(Supplied passage):
Friday, 10 January 2014

What Is The Bechdel Test (And Why Should I Care)

I’m prostrate on the sofa watching Parks and Recreation back to back and cursing my inability to deal with hangovers.

‘The time really got away from me,’ I explain plaintively, ‘one minute it was 7pm, then 10, then boom, 4 in the morning.’

‘What did you guys get up to?’ asks Captain Tact.

‘Chatting, mostly.’

We also drank a bottle of amaretto and danced around the living room at length, singing at the tops of our voices - but I’m not ready to think about that yet.

‘What about?’

‘Social work, politics, the impact of social media on young people growing up, The Rapture’s new album...’

‘Congratulations, your conversation passed the Bechdel test.’

The Bechdel test, for those who have not come across it, is used to identify gender bias in films, telly and so on.

The test is simply to ask ‘do two or more women have a proper onscreen conversation about something other than a man?’

If the answer is yes, the show passes. Try it yourself - although 2013 arguably did better than previous years, a disconcerting amount of popular media fails.

Having said that, almost nobody in the media is representative of normal every day conversations, irrespective of gender. Film and TV characters are good or bad; intelligent or attractive. Sometimes there’s the twist that someone good was merely pretending to be horrible, or someone beautiful was actually quite intelligent, but by and large fictional characters are broadly drawn. 

I assume the reason for this is that writers don’t deal in the everyday – or not the everyday as it actually is. Fiction is supposed to provide an escape into another world, either one close to ours but better, or like ours but awful so we come out the other end going ‘golly gee, I’m sure glad I don’t live in the popular Liam Neeson film Taken!’

Either way the fictional world is not like your actual life, because why the hell would you watch that? You’re already living real life. Why would you want to watch average looking people with average real life jobs, talking about how their kids are getting on at school or cat pictures they’ve seen in the Metro? That isn’t an escape from reality, that’s rubbing it in your face.  We want a bit of excitement from our downtime, maybe romance and adventure - something to aspire to.

Whilst I absolutely agree TV and film are bad at showing realistic conversations between women, they’re often terrible at showing realistic conversations between anyone at all.  In fact, the level of unreality is so prevalent in terms of cast and content, it’s enough to make you wonder whether very beautiful people perhaps don’t have normal conversations.

(Given problem):
Set down verbatim the portion of the Bechdel test post starting with "The test is" and going on through "are broadly drawn.".

(Data section):
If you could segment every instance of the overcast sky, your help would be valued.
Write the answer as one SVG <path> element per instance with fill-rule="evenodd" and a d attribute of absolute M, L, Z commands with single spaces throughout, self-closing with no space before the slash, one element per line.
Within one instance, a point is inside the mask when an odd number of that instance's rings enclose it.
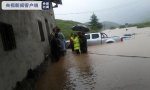
<path fill-rule="evenodd" d="M 54 8 L 56 19 L 85 23 L 90 21 L 94 12 L 99 22 L 124 24 L 150 21 L 150 0 L 62 0 L 62 3 Z"/>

(Result of the exercise):
The test is simply to ask ‘do two or more women have a proper onscreen conversation about something other than a man?’

If the answer is yes, the show passes. Try it yourself - although 2013 arguably did better than previous years, a disconcerting amount of popular media fails.

Having said that, almost nobody in the media is representative of normal every day conversations, irrespective of gender. Film and TV characters are good or bad; intelligent or attractive. Sometimes there’s the twist that someone good was merely pretending to be horrible, or someone beautiful was actually quite intelligent, but by and large fictional characters are broadly drawn.